**What is asked**
Copy every one of the rows below word for word, leaving nothing out and changing nothing.

··· Source material

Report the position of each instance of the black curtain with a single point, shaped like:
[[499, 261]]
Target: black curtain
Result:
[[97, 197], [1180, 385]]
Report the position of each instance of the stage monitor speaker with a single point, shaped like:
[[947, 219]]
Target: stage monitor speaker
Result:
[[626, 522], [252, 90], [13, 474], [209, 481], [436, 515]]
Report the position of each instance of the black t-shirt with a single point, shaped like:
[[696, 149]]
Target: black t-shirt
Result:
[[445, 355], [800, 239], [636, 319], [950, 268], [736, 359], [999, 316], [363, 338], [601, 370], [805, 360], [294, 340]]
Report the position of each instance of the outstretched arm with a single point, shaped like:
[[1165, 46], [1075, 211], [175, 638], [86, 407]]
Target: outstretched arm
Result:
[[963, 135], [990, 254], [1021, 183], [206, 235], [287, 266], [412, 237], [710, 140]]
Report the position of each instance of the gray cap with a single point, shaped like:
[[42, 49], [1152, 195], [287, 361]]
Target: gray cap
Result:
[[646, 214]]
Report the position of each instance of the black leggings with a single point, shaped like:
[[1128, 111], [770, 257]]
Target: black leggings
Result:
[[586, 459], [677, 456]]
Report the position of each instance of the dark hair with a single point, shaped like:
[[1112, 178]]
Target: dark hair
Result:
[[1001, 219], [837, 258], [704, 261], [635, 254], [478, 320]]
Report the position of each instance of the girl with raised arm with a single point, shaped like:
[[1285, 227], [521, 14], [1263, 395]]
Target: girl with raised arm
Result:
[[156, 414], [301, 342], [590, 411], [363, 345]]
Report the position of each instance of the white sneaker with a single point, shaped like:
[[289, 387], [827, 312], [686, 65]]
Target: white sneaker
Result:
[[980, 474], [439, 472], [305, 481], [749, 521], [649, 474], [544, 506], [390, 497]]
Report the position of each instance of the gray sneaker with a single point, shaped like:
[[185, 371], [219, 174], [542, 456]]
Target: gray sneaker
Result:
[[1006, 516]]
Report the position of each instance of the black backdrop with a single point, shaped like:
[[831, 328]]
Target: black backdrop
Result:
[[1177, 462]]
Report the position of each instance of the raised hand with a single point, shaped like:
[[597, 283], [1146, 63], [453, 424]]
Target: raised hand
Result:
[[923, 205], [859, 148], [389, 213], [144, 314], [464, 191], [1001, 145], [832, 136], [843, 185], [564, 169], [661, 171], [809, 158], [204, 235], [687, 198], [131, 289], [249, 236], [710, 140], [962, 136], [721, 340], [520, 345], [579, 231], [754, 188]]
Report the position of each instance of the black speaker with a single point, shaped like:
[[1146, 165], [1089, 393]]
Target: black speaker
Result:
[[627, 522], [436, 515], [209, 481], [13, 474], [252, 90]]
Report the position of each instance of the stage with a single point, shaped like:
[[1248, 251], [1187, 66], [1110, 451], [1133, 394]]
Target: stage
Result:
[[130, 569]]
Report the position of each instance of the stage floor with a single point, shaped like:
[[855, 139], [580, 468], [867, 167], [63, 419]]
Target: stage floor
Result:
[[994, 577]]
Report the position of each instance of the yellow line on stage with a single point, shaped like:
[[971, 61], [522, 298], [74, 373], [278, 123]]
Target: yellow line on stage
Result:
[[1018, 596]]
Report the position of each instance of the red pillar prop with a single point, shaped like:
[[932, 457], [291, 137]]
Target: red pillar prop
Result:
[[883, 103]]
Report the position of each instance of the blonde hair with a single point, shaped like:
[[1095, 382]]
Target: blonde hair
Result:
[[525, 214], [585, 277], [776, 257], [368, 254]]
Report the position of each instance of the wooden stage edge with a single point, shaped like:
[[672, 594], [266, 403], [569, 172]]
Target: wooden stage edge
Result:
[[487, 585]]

······

**Complete response**
Report the position of each instance of the black curtain with a single point, shaped like:
[[499, 261]]
Target: black curtain
Result:
[[97, 197], [1180, 385]]
Report the position of each instance of the stage monitor speaker with a single point, shaped like:
[[947, 219]]
Target: stage monitor speaker
Result:
[[626, 522], [252, 90], [13, 474], [209, 481], [436, 515]]
Report the position of each instance of the black t-shirt with a single point, shaped like:
[[696, 149]]
Target: black t-shirt
Result:
[[445, 355], [800, 239], [636, 319], [950, 268], [736, 359], [999, 316], [363, 338], [601, 370], [805, 360], [294, 340]]
Report the position of each instance of the outstretched arm with a single point, shaped like:
[[1165, 46], [1075, 211], [175, 638], [86, 407]]
Target: outstretched arm
Result:
[[963, 135], [990, 254], [1021, 183], [206, 235], [287, 266], [412, 237], [710, 140]]
Report the position of each instance of the gray cap with a single point, shaped like:
[[42, 49], [1152, 195], [287, 361]]
Target: gray cap
Result:
[[646, 214]]
Report the position of each instance of the black leggings with a single point, shaped like:
[[1128, 111], [770, 257]]
Target: black leggings
Result:
[[586, 459], [677, 456]]
Report the position of each instance of the dark hair with a single point, shaped like:
[[1112, 178]]
Target: dark hair
Result:
[[1001, 219], [837, 258], [704, 261], [635, 254], [478, 320]]
Report the position of each instance of the girl with raised arm with a single point, shaped like:
[[1285, 227], [521, 14], [1263, 395]]
Target: girl with raised arm
Result:
[[156, 414], [301, 342], [590, 411], [363, 345]]
Report the position of each instance of the white sneaker with a single point, shaped like:
[[289, 387], [827, 312], [686, 65]]
Target: white sneaker
Result:
[[980, 474], [439, 472], [305, 481], [749, 521], [649, 474], [544, 506], [390, 497]]
Report the position of each instance of the gray sneaker with a single point, shaped like:
[[185, 371], [219, 174], [542, 456]]
Target: gray sneaker
Result:
[[1006, 516]]
Report the position of each instance of the black backdrop with a single point, shaped like:
[[831, 328]]
Target: black backdrop
Result:
[[1177, 462]]
Report the position of each instance of the raised hand with a single point, shaped like:
[[597, 283], [1146, 63], [453, 424]]
Target: raised hand
Result:
[[923, 205], [859, 148], [389, 213], [144, 314], [464, 191], [1001, 145], [832, 136], [843, 185], [564, 169], [661, 171], [809, 158], [204, 235], [687, 198], [131, 289], [249, 236], [710, 140], [962, 136], [721, 340], [520, 345], [579, 231], [754, 188]]
Report the position of each instance of the black speaker with a single point, shaped like:
[[1146, 165], [1089, 393]]
Target: black speaker
Result:
[[627, 522], [436, 515], [209, 481], [13, 474], [252, 90]]
Report the position of each instance of the stage with a single point, shaped like:
[[1248, 251], [1187, 66], [1110, 451], [1133, 394]]
Target: stage
Result:
[[130, 569]]
Report the position of each instance of the stage floor with a single point, shaped like:
[[855, 139], [580, 468], [867, 167], [63, 419]]
Target: stage floor
Result:
[[994, 577]]
Report the position of each instance of the yellow line on stage with a single point, shaped like:
[[971, 61], [522, 298], [74, 373], [278, 123]]
Target: yellow line on stage
Result:
[[1018, 596]]
Report the position of each instance of the red pillar prop with a single point, shaped like:
[[932, 457], [291, 137]]
Target: red pillar prop
Result:
[[883, 103]]
Report the position of each instance of the blonde hair with a single point, shaped like:
[[1095, 382]]
Target: blonde hair
Result:
[[525, 214], [585, 277], [776, 257], [368, 254]]
Report the position of each instance of the wooden stage edge with a single point, shaped like:
[[672, 594], [266, 403], [569, 172]]
Target: wooden stage edge
Result:
[[487, 585]]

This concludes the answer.